» Data in this exercise:
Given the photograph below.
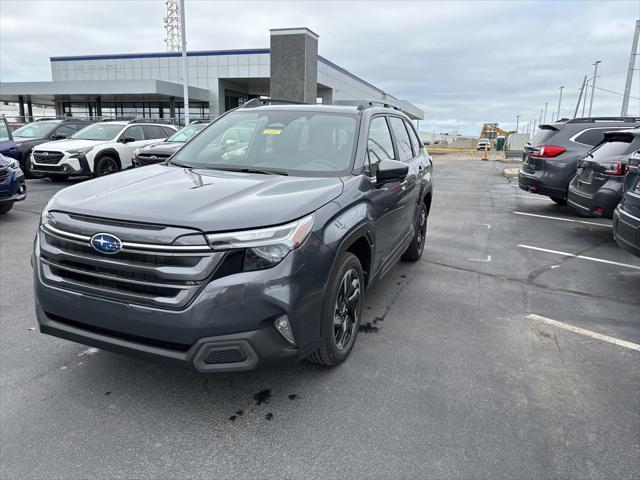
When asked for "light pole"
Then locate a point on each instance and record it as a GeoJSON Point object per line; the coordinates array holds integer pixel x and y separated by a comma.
{"type": "Point", "coordinates": [593, 84]}
{"type": "Point", "coordinates": [560, 101]}
{"type": "Point", "coordinates": [185, 68]}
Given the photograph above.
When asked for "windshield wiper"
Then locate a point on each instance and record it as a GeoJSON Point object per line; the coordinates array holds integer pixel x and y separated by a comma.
{"type": "Point", "coordinates": [251, 170]}
{"type": "Point", "coordinates": [178, 164]}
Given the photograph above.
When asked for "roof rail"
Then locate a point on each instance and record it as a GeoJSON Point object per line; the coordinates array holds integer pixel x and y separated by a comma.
{"type": "Point", "coordinates": [366, 103]}
{"type": "Point", "coordinates": [258, 102]}
{"type": "Point", "coordinates": [604, 119]}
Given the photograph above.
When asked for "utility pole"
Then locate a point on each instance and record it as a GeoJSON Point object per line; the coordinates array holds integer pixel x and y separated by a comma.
{"type": "Point", "coordinates": [593, 84]}
{"type": "Point", "coordinates": [632, 61]}
{"type": "Point", "coordinates": [560, 102]}
{"type": "Point", "coordinates": [584, 83]}
{"type": "Point", "coordinates": [185, 67]}
{"type": "Point", "coordinates": [584, 100]}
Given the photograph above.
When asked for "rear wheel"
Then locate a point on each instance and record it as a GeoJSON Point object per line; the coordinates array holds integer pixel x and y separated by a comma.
{"type": "Point", "coordinates": [414, 251]}
{"type": "Point", "coordinates": [341, 312]}
{"type": "Point", "coordinates": [105, 166]}
{"type": "Point", "coordinates": [5, 208]}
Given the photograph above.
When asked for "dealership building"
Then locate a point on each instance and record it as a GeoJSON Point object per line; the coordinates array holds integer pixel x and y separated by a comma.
{"type": "Point", "coordinates": [150, 84]}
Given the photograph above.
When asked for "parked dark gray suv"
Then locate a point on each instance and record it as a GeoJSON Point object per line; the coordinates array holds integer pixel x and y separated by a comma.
{"type": "Point", "coordinates": [550, 160]}
{"type": "Point", "coordinates": [234, 258]}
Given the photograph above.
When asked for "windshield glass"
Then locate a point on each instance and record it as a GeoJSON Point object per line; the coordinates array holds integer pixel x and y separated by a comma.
{"type": "Point", "coordinates": [35, 130]}
{"type": "Point", "coordinates": [288, 141]}
{"type": "Point", "coordinates": [185, 134]}
{"type": "Point", "coordinates": [98, 131]}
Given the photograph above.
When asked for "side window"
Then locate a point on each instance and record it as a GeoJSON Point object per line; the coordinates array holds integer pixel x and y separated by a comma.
{"type": "Point", "coordinates": [402, 139]}
{"type": "Point", "coordinates": [152, 132]}
{"type": "Point", "coordinates": [379, 144]}
{"type": "Point", "coordinates": [592, 136]}
{"type": "Point", "coordinates": [134, 132]}
{"type": "Point", "coordinates": [415, 141]}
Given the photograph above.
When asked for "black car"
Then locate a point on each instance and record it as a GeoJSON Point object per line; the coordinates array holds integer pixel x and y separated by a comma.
{"type": "Point", "coordinates": [598, 186]}
{"type": "Point", "coordinates": [38, 132]}
{"type": "Point", "coordinates": [159, 152]}
{"type": "Point", "coordinates": [626, 216]}
{"type": "Point", "coordinates": [550, 160]}
{"type": "Point", "coordinates": [232, 257]}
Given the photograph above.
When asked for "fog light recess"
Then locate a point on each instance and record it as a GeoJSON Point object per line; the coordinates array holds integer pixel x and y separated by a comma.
{"type": "Point", "coordinates": [284, 329]}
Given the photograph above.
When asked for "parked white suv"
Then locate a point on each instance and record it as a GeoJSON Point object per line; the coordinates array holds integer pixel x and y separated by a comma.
{"type": "Point", "coordinates": [99, 149]}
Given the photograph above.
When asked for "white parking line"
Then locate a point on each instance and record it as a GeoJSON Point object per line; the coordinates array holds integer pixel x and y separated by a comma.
{"type": "Point", "coordinates": [587, 333]}
{"type": "Point", "coordinates": [563, 219]}
{"type": "Point", "coordinates": [583, 257]}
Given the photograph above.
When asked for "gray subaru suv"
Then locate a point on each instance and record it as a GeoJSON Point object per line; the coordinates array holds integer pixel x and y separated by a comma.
{"type": "Point", "coordinates": [235, 256]}
{"type": "Point", "coordinates": [550, 160]}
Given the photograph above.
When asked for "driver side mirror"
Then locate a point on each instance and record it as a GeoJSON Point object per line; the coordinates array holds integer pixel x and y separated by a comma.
{"type": "Point", "coordinates": [391, 170]}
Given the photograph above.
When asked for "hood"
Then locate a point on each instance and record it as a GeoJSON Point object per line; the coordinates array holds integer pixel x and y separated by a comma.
{"type": "Point", "coordinates": [162, 148]}
{"type": "Point", "coordinates": [68, 144]}
{"type": "Point", "coordinates": [209, 200]}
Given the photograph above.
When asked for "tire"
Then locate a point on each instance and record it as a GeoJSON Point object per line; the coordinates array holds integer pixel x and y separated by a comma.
{"type": "Point", "coordinates": [106, 165]}
{"type": "Point", "coordinates": [414, 251]}
{"type": "Point", "coordinates": [340, 319]}
{"type": "Point", "coordinates": [58, 177]}
{"type": "Point", "coordinates": [5, 208]}
{"type": "Point", "coordinates": [559, 200]}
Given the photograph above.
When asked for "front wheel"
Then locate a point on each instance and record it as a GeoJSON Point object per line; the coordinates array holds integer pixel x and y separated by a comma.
{"type": "Point", "coordinates": [5, 208]}
{"type": "Point", "coordinates": [341, 311]}
{"type": "Point", "coordinates": [414, 251]}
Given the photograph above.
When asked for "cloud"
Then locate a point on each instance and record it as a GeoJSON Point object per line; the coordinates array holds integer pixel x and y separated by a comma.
{"type": "Point", "coordinates": [463, 62]}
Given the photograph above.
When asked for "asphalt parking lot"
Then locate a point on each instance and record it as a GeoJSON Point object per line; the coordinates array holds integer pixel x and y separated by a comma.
{"type": "Point", "coordinates": [458, 375]}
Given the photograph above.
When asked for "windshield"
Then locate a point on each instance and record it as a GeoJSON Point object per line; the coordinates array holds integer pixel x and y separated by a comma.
{"type": "Point", "coordinates": [35, 130]}
{"type": "Point", "coordinates": [98, 131]}
{"type": "Point", "coordinates": [185, 134]}
{"type": "Point", "coordinates": [292, 142]}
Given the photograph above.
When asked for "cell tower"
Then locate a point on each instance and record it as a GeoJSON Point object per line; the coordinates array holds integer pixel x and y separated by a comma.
{"type": "Point", "coordinates": [173, 26]}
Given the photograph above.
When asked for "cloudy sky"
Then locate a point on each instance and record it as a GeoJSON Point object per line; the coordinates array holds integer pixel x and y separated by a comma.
{"type": "Point", "coordinates": [462, 62]}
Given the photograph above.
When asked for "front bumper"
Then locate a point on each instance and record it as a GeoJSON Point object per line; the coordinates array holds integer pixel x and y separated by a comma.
{"type": "Point", "coordinates": [626, 231]}
{"type": "Point", "coordinates": [76, 165]}
{"type": "Point", "coordinates": [600, 204]}
{"type": "Point", "coordinates": [535, 184]}
{"type": "Point", "coordinates": [230, 319]}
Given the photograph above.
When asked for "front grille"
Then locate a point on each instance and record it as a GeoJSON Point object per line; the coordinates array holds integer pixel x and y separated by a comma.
{"type": "Point", "coordinates": [148, 160]}
{"type": "Point", "coordinates": [50, 158]}
{"type": "Point", "coordinates": [170, 278]}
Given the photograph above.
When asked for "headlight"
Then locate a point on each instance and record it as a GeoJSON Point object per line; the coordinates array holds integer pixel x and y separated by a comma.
{"type": "Point", "coordinates": [264, 247]}
{"type": "Point", "coordinates": [14, 164]}
{"type": "Point", "coordinates": [80, 151]}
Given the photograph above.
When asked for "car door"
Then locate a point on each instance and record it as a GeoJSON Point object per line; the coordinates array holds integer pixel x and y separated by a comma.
{"type": "Point", "coordinates": [135, 135]}
{"type": "Point", "coordinates": [388, 200]}
{"type": "Point", "coordinates": [411, 185]}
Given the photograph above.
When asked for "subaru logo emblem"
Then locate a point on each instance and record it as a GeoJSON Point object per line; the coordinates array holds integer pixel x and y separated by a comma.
{"type": "Point", "coordinates": [106, 243]}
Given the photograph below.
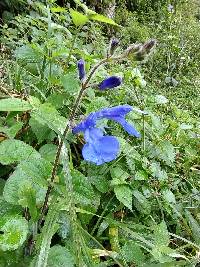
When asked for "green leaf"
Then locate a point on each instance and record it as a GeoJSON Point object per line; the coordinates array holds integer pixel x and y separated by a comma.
{"type": "Point", "coordinates": [48, 152]}
{"type": "Point", "coordinates": [58, 9]}
{"type": "Point", "coordinates": [124, 195]}
{"type": "Point", "coordinates": [70, 83]}
{"type": "Point", "coordinates": [157, 172]}
{"type": "Point", "coordinates": [12, 151]}
{"type": "Point", "coordinates": [141, 175]}
{"type": "Point", "coordinates": [141, 203]}
{"type": "Point", "coordinates": [160, 99]}
{"type": "Point", "coordinates": [47, 115]}
{"type": "Point", "coordinates": [15, 230]}
{"type": "Point", "coordinates": [169, 196]}
{"type": "Point", "coordinates": [102, 18]}
{"type": "Point", "coordinates": [195, 226]}
{"type": "Point", "coordinates": [161, 235]}
{"type": "Point", "coordinates": [13, 130]}
{"type": "Point", "coordinates": [133, 253]}
{"type": "Point", "coordinates": [83, 190]}
{"type": "Point", "coordinates": [14, 104]}
{"type": "Point", "coordinates": [42, 131]}
{"type": "Point", "coordinates": [78, 18]}
{"type": "Point", "coordinates": [119, 176]}
{"type": "Point", "coordinates": [31, 173]}
{"type": "Point", "coordinates": [60, 257]}
{"type": "Point", "coordinates": [27, 199]}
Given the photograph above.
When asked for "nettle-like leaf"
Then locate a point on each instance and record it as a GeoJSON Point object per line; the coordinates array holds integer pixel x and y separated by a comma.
{"type": "Point", "coordinates": [70, 83]}
{"type": "Point", "coordinates": [141, 203]}
{"type": "Point", "coordinates": [12, 151]}
{"type": "Point", "coordinates": [60, 257]}
{"type": "Point", "coordinates": [14, 104]}
{"type": "Point", "coordinates": [48, 152]}
{"type": "Point", "coordinates": [78, 18]}
{"type": "Point", "coordinates": [83, 190]}
{"type": "Point", "coordinates": [42, 131]}
{"type": "Point", "coordinates": [164, 151]}
{"type": "Point", "coordinates": [161, 235]}
{"type": "Point", "coordinates": [28, 174]}
{"type": "Point", "coordinates": [124, 194]}
{"type": "Point", "coordinates": [13, 130]}
{"type": "Point", "coordinates": [133, 253]}
{"type": "Point", "coordinates": [47, 115]}
{"type": "Point", "coordinates": [14, 232]}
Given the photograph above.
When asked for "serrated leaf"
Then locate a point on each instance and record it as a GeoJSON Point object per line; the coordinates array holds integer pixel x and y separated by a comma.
{"type": "Point", "coordinates": [124, 195]}
{"type": "Point", "coordinates": [133, 253]}
{"type": "Point", "coordinates": [60, 257]}
{"type": "Point", "coordinates": [194, 226]}
{"type": "Point", "coordinates": [70, 83]}
{"type": "Point", "coordinates": [169, 196]}
{"type": "Point", "coordinates": [27, 199]}
{"type": "Point", "coordinates": [48, 152]}
{"type": "Point", "coordinates": [34, 173]}
{"type": "Point", "coordinates": [161, 235]}
{"type": "Point", "coordinates": [78, 18]}
{"type": "Point", "coordinates": [13, 130]}
{"type": "Point", "coordinates": [102, 18]}
{"type": "Point", "coordinates": [12, 151]}
{"type": "Point", "coordinates": [15, 230]}
{"type": "Point", "coordinates": [140, 202]}
{"type": "Point", "coordinates": [47, 115]}
{"type": "Point", "coordinates": [83, 190]}
{"type": "Point", "coordinates": [161, 99]}
{"type": "Point", "coordinates": [58, 9]}
{"type": "Point", "coordinates": [141, 175]}
{"type": "Point", "coordinates": [157, 172]}
{"type": "Point", "coordinates": [14, 104]}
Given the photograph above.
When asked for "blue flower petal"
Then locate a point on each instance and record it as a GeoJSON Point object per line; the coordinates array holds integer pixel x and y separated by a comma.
{"type": "Point", "coordinates": [110, 82]}
{"type": "Point", "coordinates": [127, 126]}
{"type": "Point", "coordinates": [93, 134]}
{"type": "Point", "coordinates": [114, 111]}
{"type": "Point", "coordinates": [102, 150]}
{"type": "Point", "coordinates": [81, 69]}
{"type": "Point", "coordinates": [89, 122]}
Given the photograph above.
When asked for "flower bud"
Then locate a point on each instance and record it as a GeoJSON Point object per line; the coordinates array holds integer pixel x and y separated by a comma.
{"type": "Point", "coordinates": [109, 83]}
{"type": "Point", "coordinates": [81, 69]}
{"type": "Point", "coordinates": [114, 43]}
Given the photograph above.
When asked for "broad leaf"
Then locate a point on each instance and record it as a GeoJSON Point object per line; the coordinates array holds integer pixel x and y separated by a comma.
{"type": "Point", "coordinates": [14, 104]}
{"type": "Point", "coordinates": [78, 18]}
{"type": "Point", "coordinates": [15, 230]}
{"type": "Point", "coordinates": [12, 151]}
{"type": "Point", "coordinates": [28, 174]}
{"type": "Point", "coordinates": [124, 195]}
{"type": "Point", "coordinates": [60, 257]}
{"type": "Point", "coordinates": [47, 115]}
{"type": "Point", "coordinates": [102, 18]}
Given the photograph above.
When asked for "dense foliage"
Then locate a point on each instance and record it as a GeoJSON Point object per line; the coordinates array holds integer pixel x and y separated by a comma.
{"type": "Point", "coordinates": [131, 198]}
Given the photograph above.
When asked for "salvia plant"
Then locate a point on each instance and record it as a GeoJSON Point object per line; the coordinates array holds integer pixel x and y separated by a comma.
{"type": "Point", "coordinates": [91, 170]}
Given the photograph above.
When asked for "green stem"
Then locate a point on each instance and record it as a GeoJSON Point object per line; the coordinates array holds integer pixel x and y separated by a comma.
{"type": "Point", "coordinates": [49, 230]}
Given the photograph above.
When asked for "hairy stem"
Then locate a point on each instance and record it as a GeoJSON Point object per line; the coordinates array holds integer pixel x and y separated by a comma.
{"type": "Point", "coordinates": [68, 126]}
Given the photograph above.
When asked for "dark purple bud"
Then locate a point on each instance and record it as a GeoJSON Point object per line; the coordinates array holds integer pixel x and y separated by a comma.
{"type": "Point", "coordinates": [81, 69]}
{"type": "Point", "coordinates": [113, 46]}
{"type": "Point", "coordinates": [149, 45]}
{"type": "Point", "coordinates": [110, 83]}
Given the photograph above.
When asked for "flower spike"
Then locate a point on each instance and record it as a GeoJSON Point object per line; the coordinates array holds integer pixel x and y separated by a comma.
{"type": "Point", "coordinates": [110, 82]}
{"type": "Point", "coordinates": [99, 148]}
{"type": "Point", "coordinates": [81, 69]}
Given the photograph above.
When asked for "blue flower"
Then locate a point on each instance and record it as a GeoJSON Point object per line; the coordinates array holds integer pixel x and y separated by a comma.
{"type": "Point", "coordinates": [99, 148]}
{"type": "Point", "coordinates": [81, 69]}
{"type": "Point", "coordinates": [113, 46]}
{"type": "Point", "coordinates": [110, 82]}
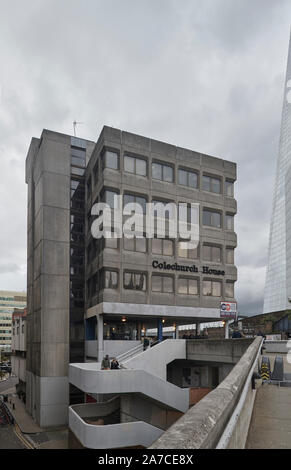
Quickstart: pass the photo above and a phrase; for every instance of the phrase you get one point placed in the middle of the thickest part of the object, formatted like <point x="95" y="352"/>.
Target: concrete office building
<point x="89" y="297"/>
<point x="277" y="295"/>
<point x="9" y="300"/>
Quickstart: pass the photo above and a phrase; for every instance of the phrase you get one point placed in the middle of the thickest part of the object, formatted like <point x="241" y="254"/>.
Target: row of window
<point x="163" y="247"/>
<point x="210" y="217"/>
<point x="108" y="279"/>
<point x="162" y="172"/>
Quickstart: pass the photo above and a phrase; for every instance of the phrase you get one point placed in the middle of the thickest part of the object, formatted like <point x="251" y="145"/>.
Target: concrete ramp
<point x="278" y="371"/>
<point x="265" y="369"/>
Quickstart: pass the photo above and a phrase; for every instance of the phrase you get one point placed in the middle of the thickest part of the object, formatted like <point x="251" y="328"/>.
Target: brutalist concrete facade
<point x="125" y="143"/>
<point x="58" y="296"/>
<point x="48" y="176"/>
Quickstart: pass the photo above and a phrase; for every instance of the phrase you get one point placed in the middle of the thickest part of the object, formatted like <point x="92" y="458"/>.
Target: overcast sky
<point x="207" y="75"/>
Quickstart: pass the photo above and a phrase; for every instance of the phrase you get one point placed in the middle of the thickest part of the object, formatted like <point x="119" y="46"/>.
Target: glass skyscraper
<point x="278" y="276"/>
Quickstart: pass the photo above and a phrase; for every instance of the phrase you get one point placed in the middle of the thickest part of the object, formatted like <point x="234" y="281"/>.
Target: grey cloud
<point x="205" y="75"/>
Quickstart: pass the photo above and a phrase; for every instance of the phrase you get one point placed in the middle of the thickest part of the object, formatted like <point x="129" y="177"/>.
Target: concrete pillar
<point x="226" y="329"/>
<point x="138" y="330"/>
<point x="100" y="351"/>
<point x="160" y="329"/>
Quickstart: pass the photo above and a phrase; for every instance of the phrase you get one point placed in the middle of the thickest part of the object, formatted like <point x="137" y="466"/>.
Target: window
<point x="135" y="244"/>
<point x="109" y="279"/>
<point x="110" y="160"/>
<point x="162" y="284"/>
<point x="78" y="157"/>
<point x="187" y="286"/>
<point x="212" y="288"/>
<point x="212" y="253"/>
<point x="162" y="246"/>
<point x="135" y="165"/>
<point x="130" y="198"/>
<point x="229" y="188"/>
<point x="211" y="218"/>
<point x="187" y="252"/>
<point x="229" y="289"/>
<point x="135" y="281"/>
<point x="229" y="255"/>
<point x="188" y="178"/>
<point x="229" y="221"/>
<point x="212" y="184"/>
<point x="111" y="242"/>
<point x="162" y="172"/>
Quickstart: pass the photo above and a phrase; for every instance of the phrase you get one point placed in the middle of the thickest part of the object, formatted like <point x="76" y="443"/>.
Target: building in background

» Task details:
Look over the records above and copy each line that includes the string "green".

» Written answer:
When asked for "green leaf"
When asked for "green stem"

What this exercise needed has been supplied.